SUPPLIED RECORDS:
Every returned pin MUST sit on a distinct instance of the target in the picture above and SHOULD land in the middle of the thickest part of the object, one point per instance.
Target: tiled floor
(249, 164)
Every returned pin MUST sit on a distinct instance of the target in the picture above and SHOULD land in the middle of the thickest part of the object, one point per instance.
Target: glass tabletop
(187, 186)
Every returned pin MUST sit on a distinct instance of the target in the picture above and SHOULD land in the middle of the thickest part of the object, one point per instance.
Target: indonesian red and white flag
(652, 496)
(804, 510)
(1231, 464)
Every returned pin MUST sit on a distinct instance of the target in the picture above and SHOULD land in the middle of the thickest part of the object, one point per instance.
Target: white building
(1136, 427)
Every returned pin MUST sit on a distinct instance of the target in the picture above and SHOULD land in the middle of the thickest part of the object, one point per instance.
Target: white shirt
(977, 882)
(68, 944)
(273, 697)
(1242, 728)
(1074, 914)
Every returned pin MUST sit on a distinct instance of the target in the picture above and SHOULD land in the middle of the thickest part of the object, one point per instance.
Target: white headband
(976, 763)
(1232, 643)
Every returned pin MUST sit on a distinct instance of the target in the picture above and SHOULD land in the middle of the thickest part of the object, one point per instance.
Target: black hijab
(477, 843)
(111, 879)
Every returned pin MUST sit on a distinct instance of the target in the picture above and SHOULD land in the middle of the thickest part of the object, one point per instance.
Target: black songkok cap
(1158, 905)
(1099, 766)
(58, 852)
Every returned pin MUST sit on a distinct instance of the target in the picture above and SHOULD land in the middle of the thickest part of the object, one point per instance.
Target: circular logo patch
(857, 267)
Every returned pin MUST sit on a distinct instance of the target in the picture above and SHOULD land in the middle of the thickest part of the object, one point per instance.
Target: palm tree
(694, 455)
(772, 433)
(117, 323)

EXERCISE: All of the data above should be set down again exactly.

SOLUTION FOR THIS TASK:
Every returned pin MUST sit on a distinct instance of the target in the picture above and SHOULD land in the middle of the thickest part of the object, one point per instance.
Target: tiled floor
(249, 164)
Every returned pin MUST sit on a distinct instance of the target in the picture above and SHOULD land in the middle of the thickest part of the object, one point per instance.
Target: glass tabletop
(187, 186)
Every returned pin MUST sit on a distinct instance of the target in the picture above and SHOULD land in the middle of the thickest part of the object, one point per instance.
Target: indonesian red and white flag
(652, 496)
(804, 510)
(1231, 464)
Every returned pin MUST sit on a distinct instance of the target in the picture above and SHOULD land in the middle of the thickest part of the object, one point per instance.
Target: white building
(1136, 427)
Every returned pin MUST sit on a distinct instance of the target in the picture above and SHOULD land in the middle of the thickest part of the object, one point per instance.
Target: white shirt
(977, 882)
(68, 944)
(273, 697)
(1242, 728)
(1074, 914)
Every returned pin MUST sit on a distinct instance of the target in the picture above and SHOULD land in the middle of the thickest part of the object, one point per instance.
Target: white headband
(976, 763)
(1232, 643)
Every returned pin MUST sit on a distinct instance of the target in the picture above and SHOULD land in the middle of the thickest part of the object, one point per instance.
Target: black hijab
(477, 843)
(111, 879)
Every returned pin MUST sit on a distinct instance of the target in the picture above and SHOULD land in the middle of the thickest part of the object, one point per instance.
Target: black songkok cap
(1158, 905)
(1099, 766)
(58, 852)
Every returned pin MUST sit on a distinct instance of the target in the picture above and SHOULD land in the middle of the thickest part of the object, one point per instance.
Target: circular logo patch
(857, 267)
Every returned pin MUST sit on a distinct instance of the target in the picture above and SHOULD land in the middle of the thickest part of the object, one point per instance.
Target: palm tree
(694, 455)
(772, 433)
(117, 323)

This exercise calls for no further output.